When I was a boy I remember my family getting one of those big boxes of assorted chocolates as a gift at Christmas. My favorite pieces were the peanut clusters and the caramels. The problem was that everyone liked them as well, so they didn't last long. Also, they were the only two kinds of candy in the box that could be identified on sight. The rest of the pieces were filled with the various assortment of creams-- some I liked, while others my young pallet rejected as something that tasted like chocolate covered liver. The problem was, of course, that I could not tell what was what just by looking at them; and that was before the days when candy manufacturers started putting a diagram on the underside of the box top to help in the process of identification.
Thus, the only way that I could tell what was inside a piece of chocolate was by tasting it, or pushing my thumb nail on the underside of the piece to get a look at whether the cream inside was to my liking. But I quickly discovered that the latter option was clearly out of bounds as my mother made clear. Any thumb marks on the bottom of the candy would mean that the culprit would be required to eat the piece so desecrated. That would be only the first step in my punishment.
I was left with quite a dilemma. I decided that the best course of action was not to eat any piece of chocolate I was not certain of. That would save me the disaster of having to eat something that tasted like chocolate covered liver as well as receiving any other unsavory punishments.

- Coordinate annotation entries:
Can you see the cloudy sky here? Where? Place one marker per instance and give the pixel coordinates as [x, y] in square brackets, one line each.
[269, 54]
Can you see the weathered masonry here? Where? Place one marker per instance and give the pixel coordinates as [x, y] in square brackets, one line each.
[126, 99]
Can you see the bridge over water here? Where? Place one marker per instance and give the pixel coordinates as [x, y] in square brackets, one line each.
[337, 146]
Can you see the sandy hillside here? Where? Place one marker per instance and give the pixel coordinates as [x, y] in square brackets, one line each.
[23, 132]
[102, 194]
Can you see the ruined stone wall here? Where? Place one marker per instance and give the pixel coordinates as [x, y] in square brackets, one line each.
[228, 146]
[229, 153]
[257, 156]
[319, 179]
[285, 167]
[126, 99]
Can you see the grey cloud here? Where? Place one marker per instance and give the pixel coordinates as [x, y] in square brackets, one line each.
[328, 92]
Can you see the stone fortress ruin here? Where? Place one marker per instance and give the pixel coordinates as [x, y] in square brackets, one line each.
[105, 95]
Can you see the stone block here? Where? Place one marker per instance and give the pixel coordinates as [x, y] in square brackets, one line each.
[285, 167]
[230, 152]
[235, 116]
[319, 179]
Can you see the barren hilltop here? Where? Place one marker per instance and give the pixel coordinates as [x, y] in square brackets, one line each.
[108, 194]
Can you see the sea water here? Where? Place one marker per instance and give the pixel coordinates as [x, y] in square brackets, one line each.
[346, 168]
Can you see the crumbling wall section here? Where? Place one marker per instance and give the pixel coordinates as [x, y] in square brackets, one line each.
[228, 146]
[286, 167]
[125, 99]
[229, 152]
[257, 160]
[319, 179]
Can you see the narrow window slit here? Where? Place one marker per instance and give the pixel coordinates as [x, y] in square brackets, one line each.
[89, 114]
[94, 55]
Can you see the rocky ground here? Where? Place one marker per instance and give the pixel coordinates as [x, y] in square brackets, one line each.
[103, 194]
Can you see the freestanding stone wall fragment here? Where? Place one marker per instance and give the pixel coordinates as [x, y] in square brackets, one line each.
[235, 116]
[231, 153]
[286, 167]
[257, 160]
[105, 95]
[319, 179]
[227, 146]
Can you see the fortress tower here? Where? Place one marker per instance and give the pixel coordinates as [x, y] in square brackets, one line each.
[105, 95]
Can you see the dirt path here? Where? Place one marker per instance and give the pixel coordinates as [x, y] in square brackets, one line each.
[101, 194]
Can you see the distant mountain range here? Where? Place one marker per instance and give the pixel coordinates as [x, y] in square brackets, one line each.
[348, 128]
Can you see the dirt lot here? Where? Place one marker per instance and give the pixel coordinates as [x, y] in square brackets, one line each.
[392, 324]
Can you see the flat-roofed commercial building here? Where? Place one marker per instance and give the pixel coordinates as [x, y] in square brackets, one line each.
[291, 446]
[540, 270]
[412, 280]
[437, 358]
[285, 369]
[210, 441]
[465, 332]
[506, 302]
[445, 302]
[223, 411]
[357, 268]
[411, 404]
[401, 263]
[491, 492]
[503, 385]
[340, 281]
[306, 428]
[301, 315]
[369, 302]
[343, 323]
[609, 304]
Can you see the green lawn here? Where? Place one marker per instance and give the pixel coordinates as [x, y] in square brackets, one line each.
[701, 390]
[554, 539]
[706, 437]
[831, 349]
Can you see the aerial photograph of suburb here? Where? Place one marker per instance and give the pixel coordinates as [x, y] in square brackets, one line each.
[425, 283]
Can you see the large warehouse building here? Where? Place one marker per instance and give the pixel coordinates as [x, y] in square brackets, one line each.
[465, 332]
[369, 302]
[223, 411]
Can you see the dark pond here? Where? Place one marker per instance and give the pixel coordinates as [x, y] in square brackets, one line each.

- Tasks to complete:
[1] Repeat the part of the chocolate story that opens with the words containing "When I was a" and closes with "process of identification.".
[2] Answer these about the chocolate story:
(a) Which two kinds of pieces were the writer's favorites?
(b) What had to happen to a piece found with thumb marks on its bottom?
(c) What did the writer decide was the best course of action?

- The responses:
[1]
When I was a boy I remember my family getting one of those big boxes of assorted chocolates as a gift at Christmas. My favorite pieces were the peanut clusters and the caramels. The problem was that everyone liked them as well, so they didn't last long. Also, they were the only two kinds of candy in the box that could be identified on sight. The rest of the pieces were filled with the various assortment of creams-- some I liked, while others my young pallet rejected as something that tasted like chocolate covered liver. The problem was, of course, that I could not tell what was what just by looking at them; and that was before the days when candy manufacturers started putting a diagram on the underside of the box top to help in the process of identification.

[2]
(a) The peanut clusters and the caramels.
(b) The culprit had to eat it.
(c) Not to eat any piece of chocolate the writer was not certain of.